> Task to complete: Reproduce the rows verbatim from the very beginning through the line that contains "257H345L347 253L351 255L357", with that line included.
**** Material provided ****
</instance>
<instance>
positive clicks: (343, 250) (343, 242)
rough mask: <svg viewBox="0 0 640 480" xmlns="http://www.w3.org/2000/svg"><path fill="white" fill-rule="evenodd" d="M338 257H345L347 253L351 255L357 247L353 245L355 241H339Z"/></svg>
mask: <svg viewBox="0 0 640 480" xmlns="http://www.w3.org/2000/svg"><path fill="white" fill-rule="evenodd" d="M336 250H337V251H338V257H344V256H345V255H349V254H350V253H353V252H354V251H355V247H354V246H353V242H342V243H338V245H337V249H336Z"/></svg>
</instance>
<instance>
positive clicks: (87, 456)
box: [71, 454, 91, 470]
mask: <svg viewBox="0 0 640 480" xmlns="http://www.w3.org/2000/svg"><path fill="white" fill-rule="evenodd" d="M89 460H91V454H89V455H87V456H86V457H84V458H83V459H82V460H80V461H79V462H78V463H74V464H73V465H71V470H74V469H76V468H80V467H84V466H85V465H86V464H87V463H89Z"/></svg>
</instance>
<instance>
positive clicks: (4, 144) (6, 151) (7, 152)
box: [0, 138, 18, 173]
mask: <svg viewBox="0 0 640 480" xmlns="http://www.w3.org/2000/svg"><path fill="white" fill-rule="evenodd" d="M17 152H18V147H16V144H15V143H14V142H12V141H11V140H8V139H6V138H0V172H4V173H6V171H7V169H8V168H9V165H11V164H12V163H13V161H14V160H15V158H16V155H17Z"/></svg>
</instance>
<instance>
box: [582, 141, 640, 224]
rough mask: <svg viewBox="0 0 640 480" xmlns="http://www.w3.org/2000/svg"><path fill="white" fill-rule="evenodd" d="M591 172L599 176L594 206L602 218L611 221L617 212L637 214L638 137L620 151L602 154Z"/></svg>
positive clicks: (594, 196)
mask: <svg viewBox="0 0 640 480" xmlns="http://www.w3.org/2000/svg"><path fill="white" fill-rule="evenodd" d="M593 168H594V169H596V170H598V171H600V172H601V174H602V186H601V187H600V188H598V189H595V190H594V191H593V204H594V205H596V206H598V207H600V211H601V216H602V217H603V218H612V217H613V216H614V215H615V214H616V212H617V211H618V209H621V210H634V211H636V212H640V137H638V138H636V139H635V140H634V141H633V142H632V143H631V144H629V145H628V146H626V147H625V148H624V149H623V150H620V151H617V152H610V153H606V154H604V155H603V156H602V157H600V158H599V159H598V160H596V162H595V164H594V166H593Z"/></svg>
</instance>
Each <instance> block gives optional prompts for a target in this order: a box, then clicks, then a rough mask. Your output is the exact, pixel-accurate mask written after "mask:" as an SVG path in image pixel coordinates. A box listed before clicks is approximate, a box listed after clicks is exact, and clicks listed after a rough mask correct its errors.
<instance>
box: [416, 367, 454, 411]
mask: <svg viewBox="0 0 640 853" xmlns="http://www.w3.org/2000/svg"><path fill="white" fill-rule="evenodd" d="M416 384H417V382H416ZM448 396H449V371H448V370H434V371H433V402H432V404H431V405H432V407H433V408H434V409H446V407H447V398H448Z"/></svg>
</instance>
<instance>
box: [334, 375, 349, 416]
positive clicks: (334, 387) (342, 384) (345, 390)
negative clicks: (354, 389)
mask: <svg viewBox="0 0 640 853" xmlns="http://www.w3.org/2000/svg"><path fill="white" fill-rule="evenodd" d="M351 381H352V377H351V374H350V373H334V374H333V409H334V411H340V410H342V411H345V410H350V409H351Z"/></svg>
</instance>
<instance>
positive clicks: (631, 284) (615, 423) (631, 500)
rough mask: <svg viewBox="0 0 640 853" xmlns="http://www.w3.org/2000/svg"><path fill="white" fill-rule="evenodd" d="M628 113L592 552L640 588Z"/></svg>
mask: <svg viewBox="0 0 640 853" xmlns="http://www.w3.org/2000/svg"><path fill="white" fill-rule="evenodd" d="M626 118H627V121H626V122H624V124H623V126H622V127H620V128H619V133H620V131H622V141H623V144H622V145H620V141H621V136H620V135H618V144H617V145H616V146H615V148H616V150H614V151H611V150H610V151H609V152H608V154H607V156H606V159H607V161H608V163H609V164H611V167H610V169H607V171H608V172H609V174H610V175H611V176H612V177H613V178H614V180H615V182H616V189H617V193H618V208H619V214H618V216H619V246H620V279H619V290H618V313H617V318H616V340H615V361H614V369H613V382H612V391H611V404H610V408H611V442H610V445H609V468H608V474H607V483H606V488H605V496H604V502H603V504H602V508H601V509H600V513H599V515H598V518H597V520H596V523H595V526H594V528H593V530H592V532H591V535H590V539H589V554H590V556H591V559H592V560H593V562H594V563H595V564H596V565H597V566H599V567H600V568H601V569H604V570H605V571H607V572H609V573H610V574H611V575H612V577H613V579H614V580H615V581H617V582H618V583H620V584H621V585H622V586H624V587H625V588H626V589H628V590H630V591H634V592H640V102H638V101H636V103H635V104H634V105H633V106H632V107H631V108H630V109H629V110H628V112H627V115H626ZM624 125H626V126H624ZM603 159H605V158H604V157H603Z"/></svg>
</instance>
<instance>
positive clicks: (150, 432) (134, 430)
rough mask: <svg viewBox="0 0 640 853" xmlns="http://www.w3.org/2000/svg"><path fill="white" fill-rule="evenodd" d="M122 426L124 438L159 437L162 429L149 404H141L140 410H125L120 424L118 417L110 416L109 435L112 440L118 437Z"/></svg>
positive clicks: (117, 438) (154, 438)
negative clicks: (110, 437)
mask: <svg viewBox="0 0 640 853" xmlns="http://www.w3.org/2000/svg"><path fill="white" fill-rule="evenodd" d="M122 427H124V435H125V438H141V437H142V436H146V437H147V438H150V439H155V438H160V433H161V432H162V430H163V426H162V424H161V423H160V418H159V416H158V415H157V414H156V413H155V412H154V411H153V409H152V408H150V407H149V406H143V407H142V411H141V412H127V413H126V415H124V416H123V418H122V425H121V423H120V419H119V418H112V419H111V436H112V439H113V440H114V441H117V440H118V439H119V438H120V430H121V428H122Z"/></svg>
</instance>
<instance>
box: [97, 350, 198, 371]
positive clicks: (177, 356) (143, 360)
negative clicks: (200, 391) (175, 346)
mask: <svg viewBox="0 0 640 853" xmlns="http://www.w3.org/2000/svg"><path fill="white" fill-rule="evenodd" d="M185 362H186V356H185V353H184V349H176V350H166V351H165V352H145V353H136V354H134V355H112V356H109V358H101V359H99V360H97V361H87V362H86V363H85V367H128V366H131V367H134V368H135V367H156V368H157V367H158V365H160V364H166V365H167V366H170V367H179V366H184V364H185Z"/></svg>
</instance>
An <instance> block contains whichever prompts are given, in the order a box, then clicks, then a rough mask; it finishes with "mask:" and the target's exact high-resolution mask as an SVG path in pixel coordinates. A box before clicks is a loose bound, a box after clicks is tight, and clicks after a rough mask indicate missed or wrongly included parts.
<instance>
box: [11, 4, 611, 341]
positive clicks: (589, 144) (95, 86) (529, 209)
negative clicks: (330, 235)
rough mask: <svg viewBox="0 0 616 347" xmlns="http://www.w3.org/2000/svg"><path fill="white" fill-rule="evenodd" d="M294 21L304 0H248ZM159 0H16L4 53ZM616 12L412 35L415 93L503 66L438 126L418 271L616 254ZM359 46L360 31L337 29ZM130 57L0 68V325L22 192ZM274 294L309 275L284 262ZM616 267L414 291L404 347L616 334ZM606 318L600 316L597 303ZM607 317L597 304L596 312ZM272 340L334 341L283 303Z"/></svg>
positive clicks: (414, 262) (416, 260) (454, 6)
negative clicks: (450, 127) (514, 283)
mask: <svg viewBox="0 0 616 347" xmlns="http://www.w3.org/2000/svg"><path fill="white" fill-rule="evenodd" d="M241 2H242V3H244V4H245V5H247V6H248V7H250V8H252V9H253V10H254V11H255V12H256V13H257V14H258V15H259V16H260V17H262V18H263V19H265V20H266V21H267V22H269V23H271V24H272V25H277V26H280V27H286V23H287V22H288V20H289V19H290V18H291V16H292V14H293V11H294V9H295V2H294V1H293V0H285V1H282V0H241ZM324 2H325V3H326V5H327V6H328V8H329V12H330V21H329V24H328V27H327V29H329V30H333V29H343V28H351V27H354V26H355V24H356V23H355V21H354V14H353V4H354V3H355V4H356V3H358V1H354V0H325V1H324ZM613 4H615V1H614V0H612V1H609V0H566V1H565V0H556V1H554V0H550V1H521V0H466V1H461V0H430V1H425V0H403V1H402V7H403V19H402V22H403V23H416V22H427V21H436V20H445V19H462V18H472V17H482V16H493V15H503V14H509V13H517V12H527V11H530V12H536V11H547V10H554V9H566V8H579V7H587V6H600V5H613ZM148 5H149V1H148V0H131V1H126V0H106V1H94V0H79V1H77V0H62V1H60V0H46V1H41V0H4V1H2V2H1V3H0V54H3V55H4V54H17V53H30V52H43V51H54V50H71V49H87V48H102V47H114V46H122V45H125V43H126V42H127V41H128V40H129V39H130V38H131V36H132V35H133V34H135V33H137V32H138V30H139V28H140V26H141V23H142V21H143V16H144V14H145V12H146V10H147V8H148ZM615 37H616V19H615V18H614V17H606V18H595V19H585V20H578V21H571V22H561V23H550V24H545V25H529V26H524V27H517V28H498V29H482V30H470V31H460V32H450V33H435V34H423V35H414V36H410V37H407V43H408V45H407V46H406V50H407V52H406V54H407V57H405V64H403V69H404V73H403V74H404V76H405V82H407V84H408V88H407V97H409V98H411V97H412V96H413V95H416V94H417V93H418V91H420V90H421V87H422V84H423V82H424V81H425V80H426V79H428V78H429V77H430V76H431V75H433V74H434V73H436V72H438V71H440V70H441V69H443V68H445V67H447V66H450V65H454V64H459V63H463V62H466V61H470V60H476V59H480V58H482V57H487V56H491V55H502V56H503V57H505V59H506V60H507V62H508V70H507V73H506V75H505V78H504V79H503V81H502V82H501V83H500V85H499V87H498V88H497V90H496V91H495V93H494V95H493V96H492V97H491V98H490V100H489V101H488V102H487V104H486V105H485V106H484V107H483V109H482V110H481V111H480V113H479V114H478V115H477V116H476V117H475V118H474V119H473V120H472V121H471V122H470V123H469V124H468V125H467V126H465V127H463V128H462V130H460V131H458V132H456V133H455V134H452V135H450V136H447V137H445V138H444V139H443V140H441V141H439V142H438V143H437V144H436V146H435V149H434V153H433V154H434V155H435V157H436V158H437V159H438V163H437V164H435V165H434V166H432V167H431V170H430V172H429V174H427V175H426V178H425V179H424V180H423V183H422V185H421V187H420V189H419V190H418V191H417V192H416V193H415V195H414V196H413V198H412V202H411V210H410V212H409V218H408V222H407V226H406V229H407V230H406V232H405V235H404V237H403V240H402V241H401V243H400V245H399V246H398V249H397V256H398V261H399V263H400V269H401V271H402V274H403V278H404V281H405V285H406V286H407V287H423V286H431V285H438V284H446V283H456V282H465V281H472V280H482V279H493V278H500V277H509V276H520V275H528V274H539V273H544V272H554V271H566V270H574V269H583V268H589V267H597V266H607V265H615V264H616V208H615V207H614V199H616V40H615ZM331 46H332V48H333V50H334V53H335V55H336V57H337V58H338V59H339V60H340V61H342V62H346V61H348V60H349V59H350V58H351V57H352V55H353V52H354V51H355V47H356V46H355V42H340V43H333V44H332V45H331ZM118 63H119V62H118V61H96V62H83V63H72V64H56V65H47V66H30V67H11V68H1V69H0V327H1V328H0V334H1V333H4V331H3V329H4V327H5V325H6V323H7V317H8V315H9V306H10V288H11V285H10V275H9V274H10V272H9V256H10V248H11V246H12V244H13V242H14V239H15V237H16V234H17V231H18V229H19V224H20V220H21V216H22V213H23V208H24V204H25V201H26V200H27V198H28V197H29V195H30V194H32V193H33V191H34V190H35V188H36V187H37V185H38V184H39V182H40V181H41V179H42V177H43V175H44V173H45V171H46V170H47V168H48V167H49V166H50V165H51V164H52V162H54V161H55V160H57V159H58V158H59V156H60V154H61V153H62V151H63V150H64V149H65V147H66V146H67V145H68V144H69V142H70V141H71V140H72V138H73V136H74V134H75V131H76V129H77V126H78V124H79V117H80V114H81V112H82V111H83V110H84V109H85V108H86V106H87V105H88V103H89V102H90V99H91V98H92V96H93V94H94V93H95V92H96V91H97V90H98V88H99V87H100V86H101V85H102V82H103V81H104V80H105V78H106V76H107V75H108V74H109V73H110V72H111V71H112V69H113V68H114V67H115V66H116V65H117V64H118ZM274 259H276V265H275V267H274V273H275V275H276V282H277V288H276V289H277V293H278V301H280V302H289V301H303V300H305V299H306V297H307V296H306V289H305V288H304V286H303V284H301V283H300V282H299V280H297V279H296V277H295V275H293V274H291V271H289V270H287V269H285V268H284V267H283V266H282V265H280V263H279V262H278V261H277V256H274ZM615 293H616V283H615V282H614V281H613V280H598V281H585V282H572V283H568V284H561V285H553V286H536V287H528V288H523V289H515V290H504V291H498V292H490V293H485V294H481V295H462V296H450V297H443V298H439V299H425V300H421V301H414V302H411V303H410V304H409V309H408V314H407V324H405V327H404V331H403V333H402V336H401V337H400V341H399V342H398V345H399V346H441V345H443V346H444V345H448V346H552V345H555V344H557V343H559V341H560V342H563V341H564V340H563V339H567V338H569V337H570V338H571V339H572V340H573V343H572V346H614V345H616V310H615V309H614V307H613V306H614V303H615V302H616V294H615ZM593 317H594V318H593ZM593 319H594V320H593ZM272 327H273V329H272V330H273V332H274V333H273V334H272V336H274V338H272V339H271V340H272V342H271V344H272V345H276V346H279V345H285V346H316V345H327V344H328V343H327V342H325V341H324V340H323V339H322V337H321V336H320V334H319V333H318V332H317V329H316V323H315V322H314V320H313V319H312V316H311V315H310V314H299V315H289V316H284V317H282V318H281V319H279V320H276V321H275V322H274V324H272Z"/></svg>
****
> Your response:
</instance>
<instance>
positive clicks: (343, 250) (343, 242)
rough mask: <svg viewBox="0 0 640 480" xmlns="http://www.w3.org/2000/svg"><path fill="white" fill-rule="evenodd" d="M338 257H345L347 253L351 255L357 247L353 245L355 241H339Z"/></svg>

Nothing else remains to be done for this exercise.